[Do this]:
Please repeat the material from the line holding "Target: asphalt road surface" through the last line, both ends included, scaling every pixel coordinate in the bounding-box answers by 2.35 and rounding to whole numbers, with halves rounded up. Keep the requests and their sample coordinates as they are.

[Stored data]:
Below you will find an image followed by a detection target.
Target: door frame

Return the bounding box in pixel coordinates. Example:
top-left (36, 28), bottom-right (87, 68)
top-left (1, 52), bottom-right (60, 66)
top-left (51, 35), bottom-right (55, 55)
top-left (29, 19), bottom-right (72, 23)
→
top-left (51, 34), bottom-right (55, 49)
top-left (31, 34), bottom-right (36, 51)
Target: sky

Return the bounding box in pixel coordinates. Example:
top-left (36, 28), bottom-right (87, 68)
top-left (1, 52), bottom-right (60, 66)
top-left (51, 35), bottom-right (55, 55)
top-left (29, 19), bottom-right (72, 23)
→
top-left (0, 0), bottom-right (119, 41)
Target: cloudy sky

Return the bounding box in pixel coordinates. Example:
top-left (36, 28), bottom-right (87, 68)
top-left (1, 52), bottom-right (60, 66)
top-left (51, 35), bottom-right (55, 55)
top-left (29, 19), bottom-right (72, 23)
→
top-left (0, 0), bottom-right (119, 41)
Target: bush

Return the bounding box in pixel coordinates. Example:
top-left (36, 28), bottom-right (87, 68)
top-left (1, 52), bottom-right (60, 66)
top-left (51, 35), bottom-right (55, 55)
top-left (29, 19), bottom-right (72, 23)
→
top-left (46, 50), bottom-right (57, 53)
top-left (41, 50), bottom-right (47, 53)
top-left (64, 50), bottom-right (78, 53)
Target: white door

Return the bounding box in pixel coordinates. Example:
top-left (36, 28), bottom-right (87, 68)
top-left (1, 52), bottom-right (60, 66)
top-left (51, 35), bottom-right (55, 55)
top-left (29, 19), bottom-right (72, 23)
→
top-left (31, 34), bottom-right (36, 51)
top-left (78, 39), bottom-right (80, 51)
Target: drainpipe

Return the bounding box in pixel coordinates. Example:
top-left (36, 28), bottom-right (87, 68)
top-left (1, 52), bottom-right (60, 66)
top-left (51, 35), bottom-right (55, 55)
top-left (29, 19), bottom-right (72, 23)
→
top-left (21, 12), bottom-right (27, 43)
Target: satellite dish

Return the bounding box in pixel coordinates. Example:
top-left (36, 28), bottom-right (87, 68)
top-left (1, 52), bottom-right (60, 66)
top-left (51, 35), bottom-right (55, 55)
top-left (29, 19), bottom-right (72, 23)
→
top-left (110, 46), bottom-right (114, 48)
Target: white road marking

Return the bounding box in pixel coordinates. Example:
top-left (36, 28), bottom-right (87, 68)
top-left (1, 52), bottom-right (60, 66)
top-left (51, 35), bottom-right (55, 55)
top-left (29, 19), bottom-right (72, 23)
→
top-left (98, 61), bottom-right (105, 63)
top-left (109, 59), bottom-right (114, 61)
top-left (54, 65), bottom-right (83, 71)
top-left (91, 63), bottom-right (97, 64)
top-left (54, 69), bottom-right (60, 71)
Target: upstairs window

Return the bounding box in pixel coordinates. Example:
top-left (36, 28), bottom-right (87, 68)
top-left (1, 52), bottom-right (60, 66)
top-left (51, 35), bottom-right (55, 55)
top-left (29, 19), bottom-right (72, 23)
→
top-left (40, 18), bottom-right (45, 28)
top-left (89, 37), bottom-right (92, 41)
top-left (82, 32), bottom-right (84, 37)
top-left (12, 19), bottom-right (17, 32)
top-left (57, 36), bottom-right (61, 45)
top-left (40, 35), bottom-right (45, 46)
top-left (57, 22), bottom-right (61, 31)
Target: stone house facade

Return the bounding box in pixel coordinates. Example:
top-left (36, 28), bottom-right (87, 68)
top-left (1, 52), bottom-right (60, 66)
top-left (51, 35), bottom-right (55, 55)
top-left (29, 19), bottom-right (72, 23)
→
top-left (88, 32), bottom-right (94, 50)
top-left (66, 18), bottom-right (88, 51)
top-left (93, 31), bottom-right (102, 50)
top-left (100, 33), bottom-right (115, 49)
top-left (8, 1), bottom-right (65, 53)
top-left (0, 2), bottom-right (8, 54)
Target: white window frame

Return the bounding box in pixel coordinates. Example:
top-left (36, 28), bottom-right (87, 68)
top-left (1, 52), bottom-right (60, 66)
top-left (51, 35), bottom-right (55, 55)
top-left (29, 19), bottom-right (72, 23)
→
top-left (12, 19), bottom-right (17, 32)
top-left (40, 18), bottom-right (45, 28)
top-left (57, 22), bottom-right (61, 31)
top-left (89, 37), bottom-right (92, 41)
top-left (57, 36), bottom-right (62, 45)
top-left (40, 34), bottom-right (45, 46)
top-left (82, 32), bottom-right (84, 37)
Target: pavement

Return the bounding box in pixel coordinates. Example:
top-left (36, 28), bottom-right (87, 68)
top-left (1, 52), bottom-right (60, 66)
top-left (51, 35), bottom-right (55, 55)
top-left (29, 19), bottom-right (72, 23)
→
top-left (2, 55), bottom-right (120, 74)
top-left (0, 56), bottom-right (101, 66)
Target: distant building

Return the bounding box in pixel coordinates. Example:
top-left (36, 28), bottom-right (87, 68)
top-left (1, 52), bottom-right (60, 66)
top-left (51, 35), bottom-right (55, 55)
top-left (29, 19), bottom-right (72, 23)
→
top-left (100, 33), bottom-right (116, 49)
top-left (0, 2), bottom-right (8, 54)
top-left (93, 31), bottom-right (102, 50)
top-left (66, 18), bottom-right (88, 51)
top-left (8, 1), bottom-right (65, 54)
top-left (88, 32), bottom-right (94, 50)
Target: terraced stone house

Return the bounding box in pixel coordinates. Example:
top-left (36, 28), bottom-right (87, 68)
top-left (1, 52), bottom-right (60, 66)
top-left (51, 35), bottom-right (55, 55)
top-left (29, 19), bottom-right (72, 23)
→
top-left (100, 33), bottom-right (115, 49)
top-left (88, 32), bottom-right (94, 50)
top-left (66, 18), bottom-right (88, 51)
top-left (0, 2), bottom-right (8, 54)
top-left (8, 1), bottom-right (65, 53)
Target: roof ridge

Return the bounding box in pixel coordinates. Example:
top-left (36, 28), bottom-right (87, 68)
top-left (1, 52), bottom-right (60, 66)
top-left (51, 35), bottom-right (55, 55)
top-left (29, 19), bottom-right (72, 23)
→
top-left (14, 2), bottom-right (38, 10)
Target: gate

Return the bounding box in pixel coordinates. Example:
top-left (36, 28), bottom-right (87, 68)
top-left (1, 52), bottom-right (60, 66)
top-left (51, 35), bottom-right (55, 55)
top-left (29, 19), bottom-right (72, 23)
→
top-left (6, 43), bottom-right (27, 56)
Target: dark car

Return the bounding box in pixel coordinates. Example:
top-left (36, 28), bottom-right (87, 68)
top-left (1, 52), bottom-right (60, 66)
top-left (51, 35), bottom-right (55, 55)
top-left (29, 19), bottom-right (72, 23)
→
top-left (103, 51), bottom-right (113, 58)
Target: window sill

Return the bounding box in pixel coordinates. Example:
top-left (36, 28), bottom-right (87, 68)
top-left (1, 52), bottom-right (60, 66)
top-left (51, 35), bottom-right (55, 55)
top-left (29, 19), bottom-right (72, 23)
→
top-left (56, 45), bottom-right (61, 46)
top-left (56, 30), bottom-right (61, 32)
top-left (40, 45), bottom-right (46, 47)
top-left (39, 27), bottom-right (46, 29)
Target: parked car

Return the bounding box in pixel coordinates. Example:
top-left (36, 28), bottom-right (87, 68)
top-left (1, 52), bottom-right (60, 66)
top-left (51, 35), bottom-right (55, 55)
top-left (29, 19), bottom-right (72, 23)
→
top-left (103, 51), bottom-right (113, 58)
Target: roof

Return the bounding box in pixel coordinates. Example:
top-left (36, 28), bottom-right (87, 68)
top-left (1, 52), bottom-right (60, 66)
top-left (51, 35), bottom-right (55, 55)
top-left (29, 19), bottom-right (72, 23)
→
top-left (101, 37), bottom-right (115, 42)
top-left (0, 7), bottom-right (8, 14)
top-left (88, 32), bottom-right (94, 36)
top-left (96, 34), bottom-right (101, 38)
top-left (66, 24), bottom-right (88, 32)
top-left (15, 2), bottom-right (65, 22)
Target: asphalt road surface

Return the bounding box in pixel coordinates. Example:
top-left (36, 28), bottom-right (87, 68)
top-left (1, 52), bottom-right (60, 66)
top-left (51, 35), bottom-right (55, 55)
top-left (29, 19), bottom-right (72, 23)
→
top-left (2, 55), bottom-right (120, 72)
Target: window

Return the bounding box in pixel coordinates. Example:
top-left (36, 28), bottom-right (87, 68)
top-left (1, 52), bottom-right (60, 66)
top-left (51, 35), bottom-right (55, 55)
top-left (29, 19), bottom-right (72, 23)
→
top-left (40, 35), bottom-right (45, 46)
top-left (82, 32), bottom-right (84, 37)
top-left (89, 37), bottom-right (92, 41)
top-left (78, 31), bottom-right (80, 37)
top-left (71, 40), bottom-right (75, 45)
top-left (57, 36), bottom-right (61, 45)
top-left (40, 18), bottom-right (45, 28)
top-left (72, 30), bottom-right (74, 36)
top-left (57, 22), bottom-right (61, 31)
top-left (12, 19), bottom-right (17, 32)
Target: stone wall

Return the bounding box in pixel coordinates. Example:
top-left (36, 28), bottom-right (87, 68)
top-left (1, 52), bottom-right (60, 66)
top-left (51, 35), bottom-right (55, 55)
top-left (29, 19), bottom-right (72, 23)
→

[Written answer]:
Target: asphalt road surface

Return the bounding box in pixel coordinates. Example:
top-left (36, 28), bottom-right (87, 68)
top-left (1, 52), bottom-right (60, 66)
top-left (51, 35), bottom-right (55, 55)
top-left (29, 19), bottom-right (72, 23)
→
top-left (5, 129), bottom-right (282, 169)
Target: window

Return the bounding box in pixel coordinates. Example:
top-left (36, 28), bottom-right (87, 68)
top-left (1, 52), bottom-right (60, 66)
top-left (51, 35), bottom-right (55, 55)
top-left (29, 19), bottom-right (72, 23)
→
top-left (94, 82), bottom-right (106, 108)
top-left (193, 75), bottom-right (197, 87)
top-left (209, 87), bottom-right (216, 96)
top-left (183, 73), bottom-right (188, 87)
top-left (167, 94), bottom-right (176, 106)
top-left (134, 85), bottom-right (143, 106)
top-left (94, 42), bottom-right (106, 66)
top-left (169, 71), bottom-right (174, 85)
top-left (134, 52), bottom-right (143, 73)
top-left (28, 45), bottom-right (40, 75)
Target: stone wall

Return the bounding box in pixel coordinates. Example:
top-left (36, 28), bottom-right (87, 68)
top-left (1, 52), bottom-right (60, 66)
top-left (51, 35), bottom-right (55, 55)
top-left (29, 19), bottom-right (72, 23)
→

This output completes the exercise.